Work to do: Please copy the records again, replacing every "target" with "object" and keeping everything else unchanged. Leave the pictures out of your answer.

Detection annotation records:
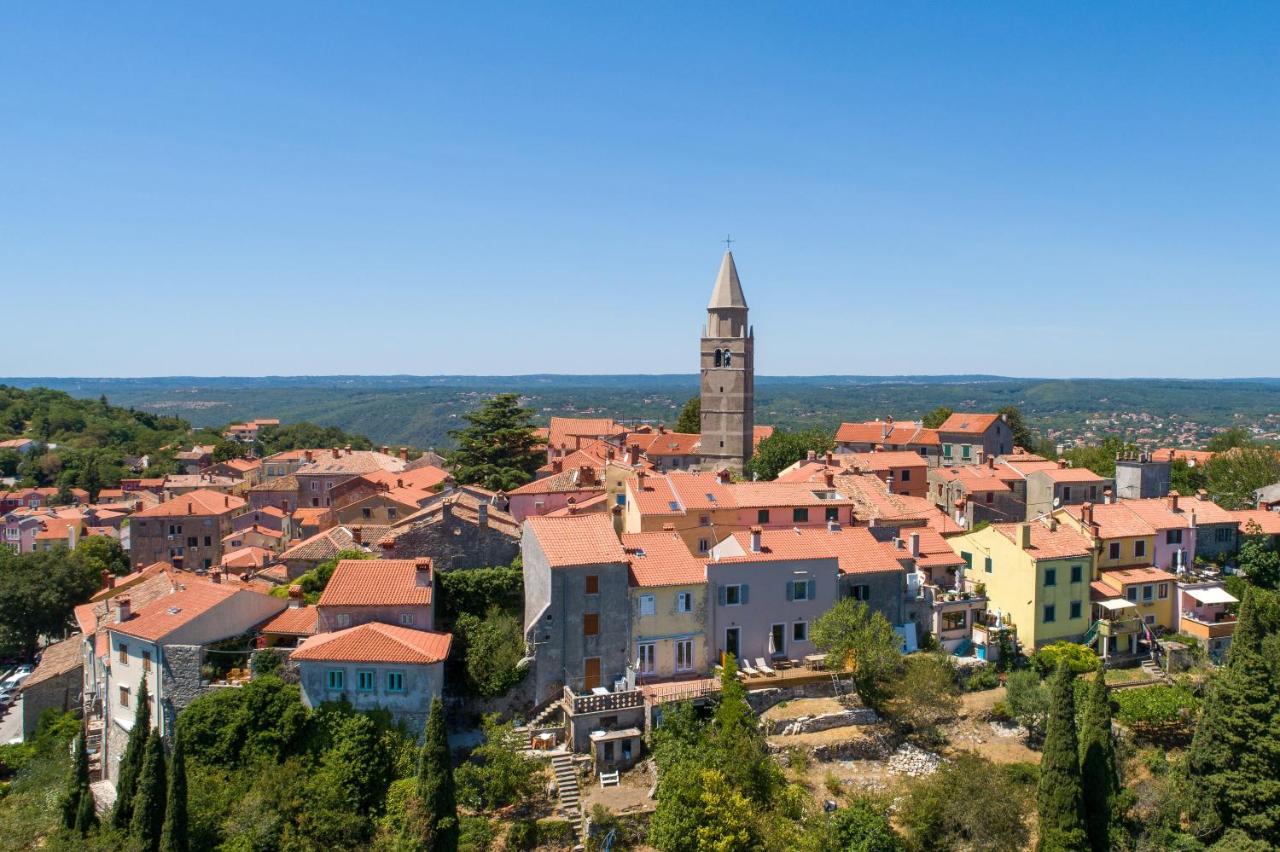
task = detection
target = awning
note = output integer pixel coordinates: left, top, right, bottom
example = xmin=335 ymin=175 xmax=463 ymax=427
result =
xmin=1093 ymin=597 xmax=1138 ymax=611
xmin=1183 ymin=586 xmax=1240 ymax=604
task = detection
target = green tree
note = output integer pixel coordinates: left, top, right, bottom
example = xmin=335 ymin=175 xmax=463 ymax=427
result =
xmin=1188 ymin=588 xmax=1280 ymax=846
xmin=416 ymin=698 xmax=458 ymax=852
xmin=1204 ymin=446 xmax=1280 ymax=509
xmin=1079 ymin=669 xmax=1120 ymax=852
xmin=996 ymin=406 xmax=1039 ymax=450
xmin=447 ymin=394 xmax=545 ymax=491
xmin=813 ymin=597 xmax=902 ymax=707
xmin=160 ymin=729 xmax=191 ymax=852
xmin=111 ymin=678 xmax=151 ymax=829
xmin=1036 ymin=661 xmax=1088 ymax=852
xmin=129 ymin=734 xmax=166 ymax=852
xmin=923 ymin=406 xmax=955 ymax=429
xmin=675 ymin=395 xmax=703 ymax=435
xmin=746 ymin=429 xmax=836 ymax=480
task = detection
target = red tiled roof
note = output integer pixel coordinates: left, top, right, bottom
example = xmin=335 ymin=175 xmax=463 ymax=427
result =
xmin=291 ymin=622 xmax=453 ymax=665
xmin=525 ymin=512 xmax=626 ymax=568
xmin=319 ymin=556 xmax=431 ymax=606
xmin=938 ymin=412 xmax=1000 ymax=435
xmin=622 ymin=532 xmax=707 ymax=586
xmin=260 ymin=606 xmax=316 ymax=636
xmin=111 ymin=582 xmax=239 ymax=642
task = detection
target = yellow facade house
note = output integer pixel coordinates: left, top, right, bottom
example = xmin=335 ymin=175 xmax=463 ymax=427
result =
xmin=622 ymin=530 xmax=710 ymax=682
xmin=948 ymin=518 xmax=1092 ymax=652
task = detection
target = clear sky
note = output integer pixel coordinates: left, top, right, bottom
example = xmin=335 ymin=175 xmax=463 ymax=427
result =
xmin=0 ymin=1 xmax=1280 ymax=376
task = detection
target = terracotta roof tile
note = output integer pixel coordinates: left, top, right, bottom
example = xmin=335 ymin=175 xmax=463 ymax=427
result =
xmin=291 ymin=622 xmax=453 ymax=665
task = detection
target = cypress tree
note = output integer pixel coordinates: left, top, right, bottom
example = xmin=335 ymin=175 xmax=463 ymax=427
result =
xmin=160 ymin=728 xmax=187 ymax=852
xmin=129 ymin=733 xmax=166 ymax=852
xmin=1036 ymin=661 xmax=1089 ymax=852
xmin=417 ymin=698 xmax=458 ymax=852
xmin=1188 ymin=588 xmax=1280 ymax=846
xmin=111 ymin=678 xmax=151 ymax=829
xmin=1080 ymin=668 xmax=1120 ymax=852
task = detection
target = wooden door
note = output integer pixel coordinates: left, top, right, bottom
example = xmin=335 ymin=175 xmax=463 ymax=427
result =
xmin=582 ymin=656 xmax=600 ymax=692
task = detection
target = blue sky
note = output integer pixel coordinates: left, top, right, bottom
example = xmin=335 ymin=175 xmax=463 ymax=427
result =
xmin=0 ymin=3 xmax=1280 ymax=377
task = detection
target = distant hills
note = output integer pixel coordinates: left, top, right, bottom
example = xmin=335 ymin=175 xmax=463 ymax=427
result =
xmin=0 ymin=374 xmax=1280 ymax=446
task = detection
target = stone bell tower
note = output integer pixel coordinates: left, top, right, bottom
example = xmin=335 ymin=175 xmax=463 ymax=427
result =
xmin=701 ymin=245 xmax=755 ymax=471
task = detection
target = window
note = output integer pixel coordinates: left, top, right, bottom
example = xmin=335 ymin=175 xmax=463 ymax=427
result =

Output below:
task = detection
object = awning
note = output integer pixel coordinates: left, top, right, bottom
example = xmin=335 ymin=175 xmax=463 ymax=427
result =
xmin=1093 ymin=597 xmax=1138 ymax=611
xmin=1183 ymin=586 xmax=1240 ymax=604
task = detection
object = green tree
note = output integer pixel coordinates: left, top, right, bottom
example = xmin=335 ymin=175 xmax=463 ymax=427
result =
xmin=1188 ymin=588 xmax=1280 ymax=846
xmin=416 ymin=698 xmax=458 ymax=852
xmin=1204 ymin=446 xmax=1280 ymax=509
xmin=1079 ymin=669 xmax=1120 ymax=852
xmin=996 ymin=406 xmax=1039 ymax=450
xmin=447 ymin=394 xmax=545 ymax=491
xmin=813 ymin=597 xmax=902 ymax=707
xmin=160 ymin=729 xmax=191 ymax=852
xmin=111 ymin=678 xmax=151 ymax=829
xmin=1036 ymin=661 xmax=1088 ymax=852
xmin=129 ymin=734 xmax=166 ymax=852
xmin=923 ymin=406 xmax=955 ymax=429
xmin=675 ymin=395 xmax=703 ymax=435
xmin=746 ymin=429 xmax=836 ymax=480
task = detection
object = red tiled roof
note = output integer pixel coordinates: left, top, right, bottom
example = xmin=335 ymin=175 xmax=463 ymax=427
result =
xmin=291 ymin=622 xmax=453 ymax=665
xmin=525 ymin=512 xmax=626 ymax=568
xmin=319 ymin=556 xmax=431 ymax=606
xmin=938 ymin=412 xmax=1000 ymax=435
xmin=622 ymin=532 xmax=707 ymax=586
xmin=260 ymin=606 xmax=316 ymax=636
xmin=111 ymin=582 xmax=239 ymax=642
task = detection
object = yellow facade house
note = output integer pixel coordinates: left, top, right, bottom
example = xmin=335 ymin=175 xmax=463 ymax=427
result =
xmin=622 ymin=530 xmax=710 ymax=682
xmin=948 ymin=518 xmax=1092 ymax=652
task = detection
object = clear sky
note = output integer pixel coordinates: left, top, right, bottom
example = xmin=335 ymin=175 xmax=463 ymax=427
result =
xmin=0 ymin=1 xmax=1280 ymax=376
task = detection
object = terracotta roof tile
note = output integer pixel coordinates: left, top, right, bottom
example = xmin=335 ymin=175 xmax=463 ymax=427
result =
xmin=291 ymin=622 xmax=453 ymax=665
task = detection
object = cypress tree
note = output integer pixel coordinates: left, top, right, bottom
example = xmin=335 ymin=175 xmax=463 ymax=427
result =
xmin=160 ymin=728 xmax=187 ymax=852
xmin=129 ymin=733 xmax=166 ymax=852
xmin=1036 ymin=661 xmax=1089 ymax=852
xmin=417 ymin=698 xmax=458 ymax=852
xmin=1188 ymin=588 xmax=1280 ymax=846
xmin=111 ymin=678 xmax=151 ymax=829
xmin=1080 ymin=668 xmax=1120 ymax=852
task = detection
object = wooden door
note = output integer pixel coordinates: left, top, right, bottom
example = xmin=335 ymin=175 xmax=463 ymax=427
result =
xmin=582 ymin=656 xmax=600 ymax=692
task = detection
object = blue sky
note = output integer pixel coordinates: left, top, right, bottom
example = xmin=335 ymin=175 xmax=463 ymax=427
result =
xmin=0 ymin=3 xmax=1280 ymax=377
task = detection
object = distant hills
note = output integer pixel coordinates: left, top, right, bottom
example = xmin=335 ymin=175 xmax=463 ymax=427
result =
xmin=0 ymin=374 xmax=1280 ymax=446
task = detection
object = stone bell tower
note = output integer pixel coordinates: left, top, right, bottom
example = xmin=335 ymin=175 xmax=463 ymax=427
result =
xmin=701 ymin=245 xmax=755 ymax=471
task = detection
object = window
note = output integer pixel coordinates: left, top, right, bottom
example = xmin=335 ymin=175 xmax=463 ymax=427
result =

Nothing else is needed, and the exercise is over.